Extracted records

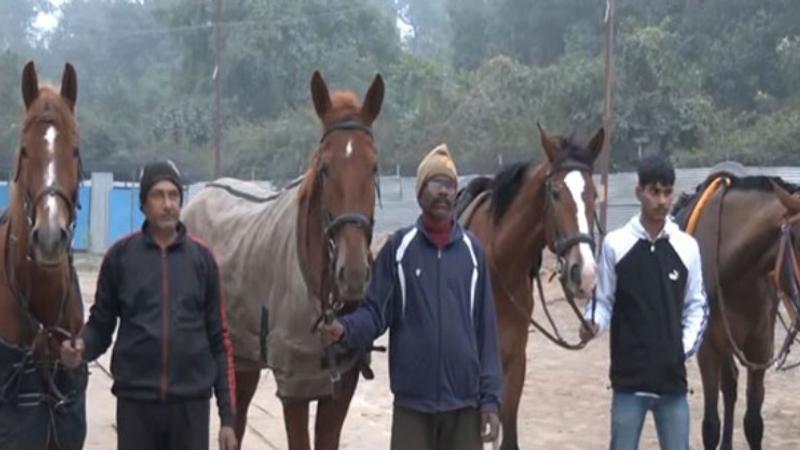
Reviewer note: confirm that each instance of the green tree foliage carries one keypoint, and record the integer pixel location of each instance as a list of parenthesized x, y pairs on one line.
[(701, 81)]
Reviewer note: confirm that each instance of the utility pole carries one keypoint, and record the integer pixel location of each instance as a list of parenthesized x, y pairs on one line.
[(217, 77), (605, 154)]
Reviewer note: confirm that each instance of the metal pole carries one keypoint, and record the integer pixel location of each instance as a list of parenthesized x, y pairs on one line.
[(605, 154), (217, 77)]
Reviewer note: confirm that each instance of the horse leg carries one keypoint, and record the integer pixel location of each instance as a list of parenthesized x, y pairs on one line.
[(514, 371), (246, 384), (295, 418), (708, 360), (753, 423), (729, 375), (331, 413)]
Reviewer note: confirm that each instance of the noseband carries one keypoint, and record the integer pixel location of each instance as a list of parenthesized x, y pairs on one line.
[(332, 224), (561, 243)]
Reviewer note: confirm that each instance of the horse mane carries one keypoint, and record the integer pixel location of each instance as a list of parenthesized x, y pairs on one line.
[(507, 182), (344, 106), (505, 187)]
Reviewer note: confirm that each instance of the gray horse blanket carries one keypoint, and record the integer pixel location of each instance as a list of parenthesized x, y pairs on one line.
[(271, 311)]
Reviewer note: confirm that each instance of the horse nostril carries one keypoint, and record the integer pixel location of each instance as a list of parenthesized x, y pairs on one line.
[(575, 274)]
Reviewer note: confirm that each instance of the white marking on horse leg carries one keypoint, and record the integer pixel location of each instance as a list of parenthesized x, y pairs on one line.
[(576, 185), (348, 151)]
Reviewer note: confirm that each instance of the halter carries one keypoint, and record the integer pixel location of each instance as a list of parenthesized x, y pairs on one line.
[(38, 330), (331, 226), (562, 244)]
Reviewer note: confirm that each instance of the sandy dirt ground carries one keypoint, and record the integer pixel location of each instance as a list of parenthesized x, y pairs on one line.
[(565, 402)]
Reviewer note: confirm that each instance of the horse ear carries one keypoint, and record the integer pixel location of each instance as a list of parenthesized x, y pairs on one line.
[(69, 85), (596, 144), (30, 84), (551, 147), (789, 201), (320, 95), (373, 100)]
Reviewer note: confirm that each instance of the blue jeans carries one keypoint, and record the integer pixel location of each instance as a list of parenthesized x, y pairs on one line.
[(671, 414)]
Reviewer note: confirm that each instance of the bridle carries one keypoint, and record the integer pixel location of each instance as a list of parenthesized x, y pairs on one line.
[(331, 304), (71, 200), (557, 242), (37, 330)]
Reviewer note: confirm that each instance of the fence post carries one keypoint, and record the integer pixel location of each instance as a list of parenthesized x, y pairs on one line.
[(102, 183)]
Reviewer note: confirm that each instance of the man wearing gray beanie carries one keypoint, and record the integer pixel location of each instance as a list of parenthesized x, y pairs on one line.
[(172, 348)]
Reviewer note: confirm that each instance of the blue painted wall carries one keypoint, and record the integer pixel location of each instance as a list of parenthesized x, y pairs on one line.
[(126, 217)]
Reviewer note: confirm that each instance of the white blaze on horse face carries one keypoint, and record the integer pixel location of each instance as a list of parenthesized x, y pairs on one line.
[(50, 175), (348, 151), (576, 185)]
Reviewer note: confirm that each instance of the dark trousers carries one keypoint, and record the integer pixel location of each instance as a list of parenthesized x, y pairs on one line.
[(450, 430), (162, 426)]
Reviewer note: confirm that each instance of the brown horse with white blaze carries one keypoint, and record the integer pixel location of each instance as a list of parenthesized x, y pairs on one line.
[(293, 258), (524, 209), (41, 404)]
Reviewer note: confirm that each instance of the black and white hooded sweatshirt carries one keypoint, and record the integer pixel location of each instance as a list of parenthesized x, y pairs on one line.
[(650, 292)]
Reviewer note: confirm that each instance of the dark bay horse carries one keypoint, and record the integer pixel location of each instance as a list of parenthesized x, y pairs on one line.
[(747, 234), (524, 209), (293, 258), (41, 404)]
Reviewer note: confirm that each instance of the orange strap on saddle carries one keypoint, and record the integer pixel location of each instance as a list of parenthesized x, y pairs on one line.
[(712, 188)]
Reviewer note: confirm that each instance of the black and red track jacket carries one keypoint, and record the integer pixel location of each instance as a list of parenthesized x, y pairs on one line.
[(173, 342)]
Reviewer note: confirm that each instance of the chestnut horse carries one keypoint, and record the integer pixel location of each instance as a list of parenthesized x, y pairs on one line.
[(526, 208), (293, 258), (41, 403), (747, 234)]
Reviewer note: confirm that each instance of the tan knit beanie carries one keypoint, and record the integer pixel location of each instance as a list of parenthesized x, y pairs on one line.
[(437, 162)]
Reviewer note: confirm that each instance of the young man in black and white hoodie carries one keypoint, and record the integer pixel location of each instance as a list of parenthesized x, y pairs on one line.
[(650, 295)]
--
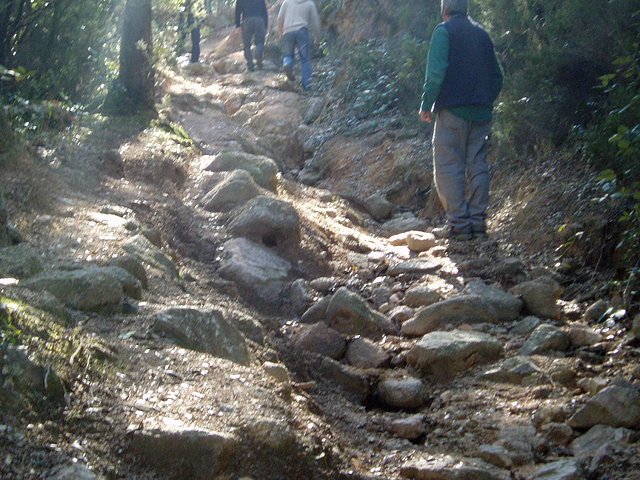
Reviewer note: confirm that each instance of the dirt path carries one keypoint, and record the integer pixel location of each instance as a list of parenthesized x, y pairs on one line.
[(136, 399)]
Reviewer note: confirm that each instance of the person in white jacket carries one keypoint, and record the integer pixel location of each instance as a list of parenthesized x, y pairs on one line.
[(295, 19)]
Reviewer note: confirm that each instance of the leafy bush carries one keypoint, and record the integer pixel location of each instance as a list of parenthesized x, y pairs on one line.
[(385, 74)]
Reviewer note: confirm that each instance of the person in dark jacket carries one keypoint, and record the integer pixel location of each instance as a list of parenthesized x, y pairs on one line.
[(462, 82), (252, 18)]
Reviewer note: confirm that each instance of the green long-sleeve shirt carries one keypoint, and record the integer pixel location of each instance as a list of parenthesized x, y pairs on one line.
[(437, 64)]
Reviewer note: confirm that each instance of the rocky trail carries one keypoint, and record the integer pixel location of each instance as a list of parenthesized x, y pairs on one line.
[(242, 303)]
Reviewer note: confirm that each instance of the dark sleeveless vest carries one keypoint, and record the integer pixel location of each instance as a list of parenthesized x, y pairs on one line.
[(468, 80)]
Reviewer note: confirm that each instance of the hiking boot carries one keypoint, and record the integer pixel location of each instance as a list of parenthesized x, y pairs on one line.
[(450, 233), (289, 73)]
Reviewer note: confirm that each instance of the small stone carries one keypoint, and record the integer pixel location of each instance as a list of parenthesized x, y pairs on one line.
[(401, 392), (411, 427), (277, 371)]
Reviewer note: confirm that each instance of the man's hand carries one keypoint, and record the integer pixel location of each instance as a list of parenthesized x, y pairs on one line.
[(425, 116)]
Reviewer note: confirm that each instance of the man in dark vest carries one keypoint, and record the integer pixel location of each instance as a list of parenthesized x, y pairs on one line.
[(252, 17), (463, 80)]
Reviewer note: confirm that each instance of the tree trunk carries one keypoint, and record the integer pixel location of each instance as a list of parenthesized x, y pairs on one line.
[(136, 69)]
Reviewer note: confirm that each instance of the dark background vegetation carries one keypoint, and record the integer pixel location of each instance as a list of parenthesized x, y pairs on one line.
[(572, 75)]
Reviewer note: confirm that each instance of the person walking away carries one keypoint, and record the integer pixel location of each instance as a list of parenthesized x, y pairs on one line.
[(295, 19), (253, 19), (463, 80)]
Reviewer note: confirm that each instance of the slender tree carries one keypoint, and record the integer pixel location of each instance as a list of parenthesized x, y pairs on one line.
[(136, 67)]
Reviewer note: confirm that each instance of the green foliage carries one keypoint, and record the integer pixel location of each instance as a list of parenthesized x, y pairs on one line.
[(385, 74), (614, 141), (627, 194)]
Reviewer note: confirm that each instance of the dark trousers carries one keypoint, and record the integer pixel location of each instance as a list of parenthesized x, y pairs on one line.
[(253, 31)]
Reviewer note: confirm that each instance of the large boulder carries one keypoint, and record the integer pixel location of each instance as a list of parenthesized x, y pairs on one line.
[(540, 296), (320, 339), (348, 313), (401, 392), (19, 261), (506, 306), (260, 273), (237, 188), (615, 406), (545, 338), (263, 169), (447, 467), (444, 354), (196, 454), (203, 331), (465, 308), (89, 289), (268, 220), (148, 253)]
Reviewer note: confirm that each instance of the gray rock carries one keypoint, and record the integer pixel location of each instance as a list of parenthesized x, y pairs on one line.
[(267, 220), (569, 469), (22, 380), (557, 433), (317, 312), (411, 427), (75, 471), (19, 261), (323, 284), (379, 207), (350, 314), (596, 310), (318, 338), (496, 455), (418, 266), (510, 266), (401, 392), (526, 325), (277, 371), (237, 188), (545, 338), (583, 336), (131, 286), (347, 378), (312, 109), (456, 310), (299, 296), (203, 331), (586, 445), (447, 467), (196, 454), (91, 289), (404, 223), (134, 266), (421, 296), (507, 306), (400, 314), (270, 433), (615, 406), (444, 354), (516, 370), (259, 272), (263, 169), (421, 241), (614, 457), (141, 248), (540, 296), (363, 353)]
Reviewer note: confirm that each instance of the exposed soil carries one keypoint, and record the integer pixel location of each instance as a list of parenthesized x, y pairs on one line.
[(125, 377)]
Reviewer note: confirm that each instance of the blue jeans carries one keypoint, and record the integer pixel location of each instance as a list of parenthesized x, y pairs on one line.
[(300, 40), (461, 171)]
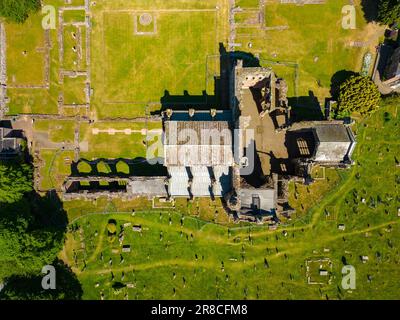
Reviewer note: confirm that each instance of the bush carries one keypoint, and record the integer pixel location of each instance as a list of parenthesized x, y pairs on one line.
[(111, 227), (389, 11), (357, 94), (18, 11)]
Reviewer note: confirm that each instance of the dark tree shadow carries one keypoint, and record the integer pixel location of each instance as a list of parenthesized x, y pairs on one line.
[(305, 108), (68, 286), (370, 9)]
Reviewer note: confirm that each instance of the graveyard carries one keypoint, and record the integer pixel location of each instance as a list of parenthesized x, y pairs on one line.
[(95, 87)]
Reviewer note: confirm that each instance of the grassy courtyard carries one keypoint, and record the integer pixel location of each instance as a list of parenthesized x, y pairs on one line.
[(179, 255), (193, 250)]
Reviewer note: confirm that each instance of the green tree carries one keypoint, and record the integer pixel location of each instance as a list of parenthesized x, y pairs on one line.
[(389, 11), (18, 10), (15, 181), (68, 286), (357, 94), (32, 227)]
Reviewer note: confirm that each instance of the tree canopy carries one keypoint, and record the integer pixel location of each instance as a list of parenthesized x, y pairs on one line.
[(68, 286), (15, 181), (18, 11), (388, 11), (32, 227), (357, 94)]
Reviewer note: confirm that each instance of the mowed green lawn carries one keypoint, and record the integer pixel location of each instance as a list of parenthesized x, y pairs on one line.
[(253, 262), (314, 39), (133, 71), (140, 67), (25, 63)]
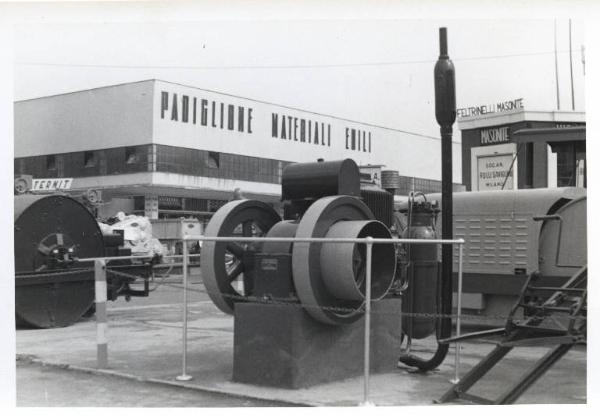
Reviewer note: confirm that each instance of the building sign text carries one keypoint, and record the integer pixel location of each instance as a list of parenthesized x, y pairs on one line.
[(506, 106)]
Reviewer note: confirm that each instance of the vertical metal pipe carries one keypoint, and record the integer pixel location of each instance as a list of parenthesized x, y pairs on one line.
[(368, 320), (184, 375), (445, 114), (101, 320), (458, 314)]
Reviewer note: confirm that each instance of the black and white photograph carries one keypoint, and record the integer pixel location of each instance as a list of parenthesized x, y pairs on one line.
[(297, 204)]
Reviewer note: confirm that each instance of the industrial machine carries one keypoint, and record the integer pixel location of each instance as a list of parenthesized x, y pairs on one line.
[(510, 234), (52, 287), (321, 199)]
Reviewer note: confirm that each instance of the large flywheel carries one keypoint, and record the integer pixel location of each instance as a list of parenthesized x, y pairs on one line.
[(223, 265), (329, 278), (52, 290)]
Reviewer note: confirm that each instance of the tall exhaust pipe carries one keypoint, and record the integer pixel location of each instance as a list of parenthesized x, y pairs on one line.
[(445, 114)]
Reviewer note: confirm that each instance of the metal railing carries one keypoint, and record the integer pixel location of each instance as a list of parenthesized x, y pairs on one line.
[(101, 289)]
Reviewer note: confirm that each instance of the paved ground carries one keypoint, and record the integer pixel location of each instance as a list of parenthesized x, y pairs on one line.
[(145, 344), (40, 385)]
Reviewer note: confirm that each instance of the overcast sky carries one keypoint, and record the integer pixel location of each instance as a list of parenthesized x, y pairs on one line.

> **BRIEF**: Which lines in the material contain the string "hiking"? Pick out and copy each of them, treating uppercase and lowercase as different.

> **OUTPUT BELOW**:
Reviewer note: confirm that each instance of the hiking boot carries one keypoint, and record the integer pixel location of each instance as a list of parenthesized x, y pairs on one line.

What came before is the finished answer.